> [OPDRACHT A] Bewerk in de records het stuk vanaf de regel met "In this photo, each instance of the green stem" tot en met het einde van de records: vervang "green" door "yellow" en laat de rest ongewijzigd. Geef alleen dat stuk terug.

### LEESTEKST ###

Bloemen houden van fietsen

Artikel uit uitgave 4, 2010

In 1883 ontmoetten de Haarlemse Vélocipède club met de Engelsman C.H. Bingham en de Haagse club De Ooievaars met de Engelsman D. Webster elkaar halverwege hun tocht tussen Haarlem en Den Haag. Niet alleen de Engelse deelnemers, maar elke wielrijder zal op de route door de bollenvelden vanaf de hoge-bi of driewieler genoten hebben van kleur, geur en fleur. Hun ontmoeting leidde tot de oprichting van de Nederlandsche Velocipède Club, die twee jaar later werd omgedoopt in ANWB, onder leiding van Bingham. De bollenvelden hadden ook op Amsterdamse fietsclubs een grote aantrekkingskracht. Damesleden konden met fiets en picknickmand met de trein naar Haarlem om zich dan bij de heren aan te sluiten. Onderweg versierden ze hun breedgerande hoeden met bloemen en droeg men bloemenslingers die kwekers te koop aanboden. De bollenstreek was bij fietsers favoriet.

### AANGELEVERD MATERIAAL ###

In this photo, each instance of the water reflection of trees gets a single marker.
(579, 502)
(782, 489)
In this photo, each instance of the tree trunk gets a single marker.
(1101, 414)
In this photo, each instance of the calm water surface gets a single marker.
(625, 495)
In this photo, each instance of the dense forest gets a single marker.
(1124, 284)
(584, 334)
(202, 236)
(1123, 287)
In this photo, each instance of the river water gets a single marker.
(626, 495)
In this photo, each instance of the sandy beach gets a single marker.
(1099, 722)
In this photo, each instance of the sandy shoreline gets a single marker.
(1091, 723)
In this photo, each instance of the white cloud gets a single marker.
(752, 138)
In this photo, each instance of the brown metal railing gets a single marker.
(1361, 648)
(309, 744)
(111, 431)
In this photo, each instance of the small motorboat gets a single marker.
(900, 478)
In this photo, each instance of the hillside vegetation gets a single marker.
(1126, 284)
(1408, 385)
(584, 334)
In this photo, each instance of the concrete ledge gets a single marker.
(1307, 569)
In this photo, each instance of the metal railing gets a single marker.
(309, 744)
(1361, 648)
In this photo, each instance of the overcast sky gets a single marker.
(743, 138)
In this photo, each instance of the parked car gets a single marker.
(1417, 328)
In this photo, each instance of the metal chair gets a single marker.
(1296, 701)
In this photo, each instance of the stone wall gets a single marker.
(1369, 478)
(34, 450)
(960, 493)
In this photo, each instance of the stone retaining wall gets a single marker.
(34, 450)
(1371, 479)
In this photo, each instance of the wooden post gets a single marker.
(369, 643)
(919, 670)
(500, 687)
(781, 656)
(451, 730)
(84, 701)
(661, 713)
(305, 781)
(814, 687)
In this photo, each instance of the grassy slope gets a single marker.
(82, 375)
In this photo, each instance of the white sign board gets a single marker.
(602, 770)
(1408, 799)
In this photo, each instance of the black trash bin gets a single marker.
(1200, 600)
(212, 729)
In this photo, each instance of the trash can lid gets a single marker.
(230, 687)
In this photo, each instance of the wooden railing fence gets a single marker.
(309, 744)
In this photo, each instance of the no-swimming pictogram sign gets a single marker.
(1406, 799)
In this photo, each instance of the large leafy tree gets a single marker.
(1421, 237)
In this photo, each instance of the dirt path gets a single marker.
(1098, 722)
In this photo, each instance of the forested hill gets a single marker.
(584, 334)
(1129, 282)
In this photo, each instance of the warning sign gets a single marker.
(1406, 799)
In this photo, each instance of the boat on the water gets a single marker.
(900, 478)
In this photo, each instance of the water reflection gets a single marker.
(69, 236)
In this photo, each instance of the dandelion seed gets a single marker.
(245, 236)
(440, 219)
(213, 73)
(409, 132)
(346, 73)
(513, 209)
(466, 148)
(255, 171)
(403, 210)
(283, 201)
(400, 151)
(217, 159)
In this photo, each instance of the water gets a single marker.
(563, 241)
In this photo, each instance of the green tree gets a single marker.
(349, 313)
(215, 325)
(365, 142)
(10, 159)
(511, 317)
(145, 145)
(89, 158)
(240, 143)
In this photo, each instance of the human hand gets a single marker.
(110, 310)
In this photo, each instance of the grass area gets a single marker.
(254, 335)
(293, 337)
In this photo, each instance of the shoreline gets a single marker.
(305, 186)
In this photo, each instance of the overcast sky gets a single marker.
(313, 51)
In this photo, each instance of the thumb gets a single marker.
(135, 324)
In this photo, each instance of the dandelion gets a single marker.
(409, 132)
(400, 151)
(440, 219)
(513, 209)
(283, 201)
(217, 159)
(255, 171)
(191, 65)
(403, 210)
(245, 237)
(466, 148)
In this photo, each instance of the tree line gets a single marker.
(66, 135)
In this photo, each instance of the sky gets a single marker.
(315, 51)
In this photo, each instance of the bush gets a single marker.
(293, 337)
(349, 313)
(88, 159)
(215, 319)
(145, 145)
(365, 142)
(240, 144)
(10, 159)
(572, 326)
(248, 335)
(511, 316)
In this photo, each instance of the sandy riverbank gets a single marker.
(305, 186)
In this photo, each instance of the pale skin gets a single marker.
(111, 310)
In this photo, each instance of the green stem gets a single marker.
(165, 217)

###

> [OPDRACHT B] Onder wiens leiding kwam de ANWB volgens de leestekst te staan?

> [OPLOSSING A]
In this photo, each instance of the yellow stem gets a single marker.
(165, 217)

> [OPLOSSING B] Onder leiding van C.H. Bingham.